Consignas del ejercicio
1 > ¿Qué principios fundamentales sirven de base a todo el contenido de la Constitución de 1812, según el texto sobre ella? Enuméralos todos.
2 > Repite literalmente el fragmento del texto sobre la Constitución de 1812 que comienza en «Fue, además, una» y termina en «secundarios o variables.».

Texto de lectura

De tal forma, la Constitución de 1812 fue una Constitución de origen popular. «Las Cortes generales y extraordinarias de la Nación española…», rezaba el Preámbulo, «… de esta Monarquía […] decretan la siguiente Constitución política…». Y la decretaron y sancionaron sin la participación del Rey, pero no en su contra. La Nación, no hay que olvidarlo, combatía por su liberad.
 
Fue, además, una Constitución extensa. Sus 384 artículos la convierten en la más larga de nuestra historia constitucional. Ello se debe a la exhaustiva regulación de los órganos fundamentales, así como del procedimiento legislativo, los mecanismos electorales, la Administración de Justicia o los entes locales y provinciales, dispersando el catálogo de derechos y constitucionalizando preceptos secundarios o variables.
 
Por último, fue una Constitución rígida. Su título X recogía un complejo sistema de reforma, de dificultades prácticas, en aras de conferir estabilidad duradera al texto y evitar modificaciones apresuradas, exigiendo, de acuerdo a mayorías de dos tercios y plazos determinados, unas Cortes para proponer la reforma, otras para examinar la propuesta y unas terceras, con poderes especiales, para aprobarla.

 
3. Contenido.

384 artículos, pues, estructurados en diez títulos dedicados, respectivamente, a la Nación española y a los españoles (arts. 1-9); al territorio de las Españas, su religión y gobierno, y a los ciudadanos españoles (arts. 10-26); a las Cortes (arts. 27-167); al Rey (arts. 168-241); a los Tribunales y a la Administración de Justicia en lo Civil y en lo Criminal (arts. 242-308); al Gobierno Interior de las Provincias y de los Pueblos (arts. 309-337); a las Contribuciones (arts. 338-355); a la Fuerza Militar Nacional (arts. 356-365); a la Instrucción Pública (arts. 366-371); y a la observancia de la Constitución, y modo de proceder para hacer variaciones en ella (arts. 372-384). Todo ello sobre la base de tres principios fundamentales: soberanía nacional, división de poderes y nueva representación, adoptados por primera vez por las Cortes en el Decreto de 24 de septiembre de 1810, como cimientos de la futura Constitución.

Datos proporcionados
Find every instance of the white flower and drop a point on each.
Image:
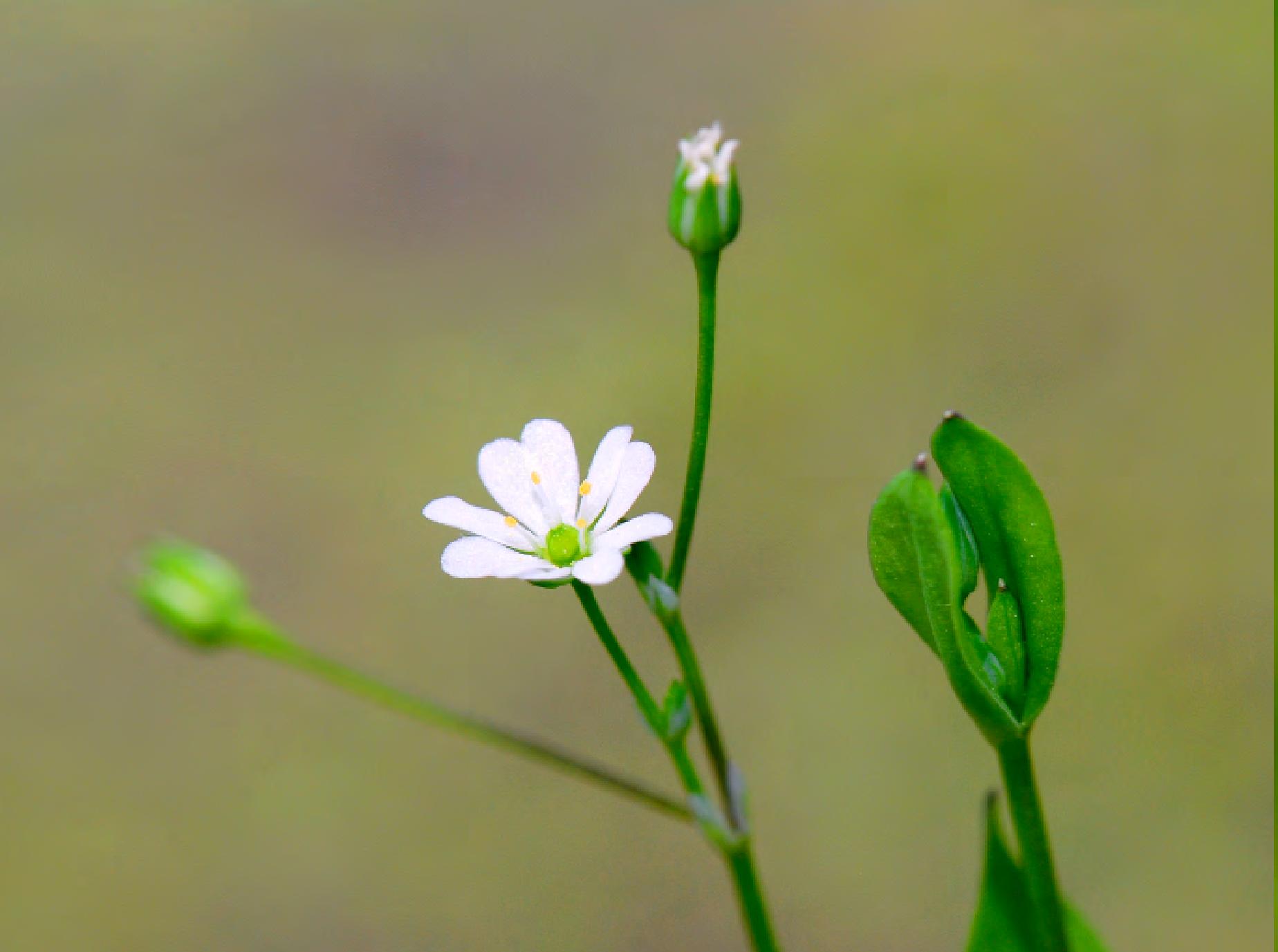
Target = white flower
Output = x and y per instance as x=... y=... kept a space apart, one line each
x=707 y=158
x=555 y=527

Soluciones
1 >
- Soberanía nacional
- División de poderes
- Nueva representación

2 >
Fue, además, una Constitución extensa. Sus 384 artículos la convierten en la más larga de nuestra historia constitucional. Ello se debe a la exhaustiva regulación de los órganos fundamentales, así como del procedimiento legislativo, los mecanismos electorales, la Administración de Justicia o los entes locales y provinciales, dispersando el catálogo de derechos y constitucionalizando preceptos secundarios o variables.